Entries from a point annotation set
┌──

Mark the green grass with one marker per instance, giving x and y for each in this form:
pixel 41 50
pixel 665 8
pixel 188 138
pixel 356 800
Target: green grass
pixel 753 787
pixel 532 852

└──
┌──

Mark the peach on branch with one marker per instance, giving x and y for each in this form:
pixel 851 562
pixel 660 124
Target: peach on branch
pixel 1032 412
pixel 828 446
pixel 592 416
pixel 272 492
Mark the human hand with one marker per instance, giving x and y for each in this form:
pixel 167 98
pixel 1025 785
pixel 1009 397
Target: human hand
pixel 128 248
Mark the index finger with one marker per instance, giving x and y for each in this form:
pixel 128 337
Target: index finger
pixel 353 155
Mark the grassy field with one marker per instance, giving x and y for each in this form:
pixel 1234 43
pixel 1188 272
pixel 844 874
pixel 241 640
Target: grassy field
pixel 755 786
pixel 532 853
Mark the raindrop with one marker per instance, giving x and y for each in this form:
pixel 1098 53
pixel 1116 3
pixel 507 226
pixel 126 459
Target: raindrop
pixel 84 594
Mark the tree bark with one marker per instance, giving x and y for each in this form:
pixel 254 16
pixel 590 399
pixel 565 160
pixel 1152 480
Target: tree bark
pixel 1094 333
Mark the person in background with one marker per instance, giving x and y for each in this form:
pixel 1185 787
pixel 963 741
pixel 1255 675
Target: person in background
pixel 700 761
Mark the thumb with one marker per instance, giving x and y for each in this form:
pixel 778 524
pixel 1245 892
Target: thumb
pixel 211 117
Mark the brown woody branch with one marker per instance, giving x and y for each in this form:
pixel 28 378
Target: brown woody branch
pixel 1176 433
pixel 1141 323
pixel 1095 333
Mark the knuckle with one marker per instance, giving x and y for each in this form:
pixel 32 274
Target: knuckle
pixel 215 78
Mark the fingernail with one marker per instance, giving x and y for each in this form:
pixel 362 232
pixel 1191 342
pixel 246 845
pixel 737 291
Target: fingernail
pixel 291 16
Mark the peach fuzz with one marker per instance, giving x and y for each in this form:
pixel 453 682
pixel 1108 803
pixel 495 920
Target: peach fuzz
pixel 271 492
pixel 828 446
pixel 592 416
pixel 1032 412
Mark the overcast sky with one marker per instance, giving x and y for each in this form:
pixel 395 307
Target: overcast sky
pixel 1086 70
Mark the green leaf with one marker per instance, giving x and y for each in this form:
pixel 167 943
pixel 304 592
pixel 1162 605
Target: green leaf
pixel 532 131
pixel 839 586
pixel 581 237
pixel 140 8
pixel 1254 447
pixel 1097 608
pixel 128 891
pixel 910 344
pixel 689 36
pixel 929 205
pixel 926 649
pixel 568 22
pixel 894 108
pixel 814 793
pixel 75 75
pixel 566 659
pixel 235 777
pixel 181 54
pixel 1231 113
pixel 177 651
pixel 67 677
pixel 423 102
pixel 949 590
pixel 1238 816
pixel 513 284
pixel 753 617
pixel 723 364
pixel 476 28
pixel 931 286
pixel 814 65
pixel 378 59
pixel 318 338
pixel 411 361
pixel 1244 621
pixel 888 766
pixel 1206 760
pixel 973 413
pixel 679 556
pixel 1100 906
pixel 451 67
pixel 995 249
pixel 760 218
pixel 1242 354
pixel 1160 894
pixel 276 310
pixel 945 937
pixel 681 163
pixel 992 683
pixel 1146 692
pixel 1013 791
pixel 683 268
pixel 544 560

└──

▸ What is being asked: Copy the records above word for word, starting at the line that contains "Mark the peach on" and stopping after the line that contains "pixel 1086 70".

▸ Solution to this task:
Mark the peach on branch with one marker per instance, giving x and y for each in this form:
pixel 851 562
pixel 660 124
Target: peach on branch
pixel 1032 412
pixel 828 446
pixel 592 416
pixel 272 492
Mark the human hand with one marker per instance, giving x and y for each in this form:
pixel 167 98
pixel 1025 785
pixel 1009 397
Target: human hand
pixel 128 248
Mark the index finger with one marker per instance, giving x and y for each in this form:
pixel 128 337
Target: index finger
pixel 353 155
Mark the grassy field with one marker per instance, giving x and y for each in this form:
pixel 1234 43
pixel 1188 272
pixel 844 874
pixel 241 640
Target: grassy field
pixel 755 786
pixel 532 853
Mark the raindrop with one marker per instance, giving x and y for each in this form:
pixel 1098 53
pixel 1116 3
pixel 507 226
pixel 126 459
Target: raindrop
pixel 84 594
Mark the tree bark with one marker per instance, giving x and y for each in this form:
pixel 254 16
pixel 590 399
pixel 565 160
pixel 1152 480
Target: tree bark
pixel 1094 333
Mark the person in background with one marker per instance, giving x and y for each in this form:
pixel 1185 787
pixel 963 741
pixel 1255 675
Target: person in background
pixel 700 761
Mark the thumb with one marker per instance, giving x and y for each in this form:
pixel 778 524
pixel 1245 892
Target: thumb
pixel 211 117
Mark the brown woody branch with one marker per instance, giving x and y for each in this form:
pixel 28 378
Target: brown woody branch
pixel 1176 433
pixel 1141 323
pixel 1095 333
Mark the knuckle with one marker per instance, giving x and y for each in this form:
pixel 32 274
Target: knuckle
pixel 215 78
Mark the fingernail with one marker per instance, giving x and y for each in this form:
pixel 362 232
pixel 1191 342
pixel 246 845
pixel 737 291
Target: fingernail
pixel 291 16
Mark the peach fuzz with one marker per instance, giving x and y for each in this form:
pixel 453 682
pixel 1108 803
pixel 495 920
Target: peach fuzz
pixel 271 492
pixel 828 446
pixel 592 416
pixel 1032 412
Mark the overcast sky with one marker per instance, giving x and y for each in this form:
pixel 395 307
Target: overcast sky
pixel 1086 70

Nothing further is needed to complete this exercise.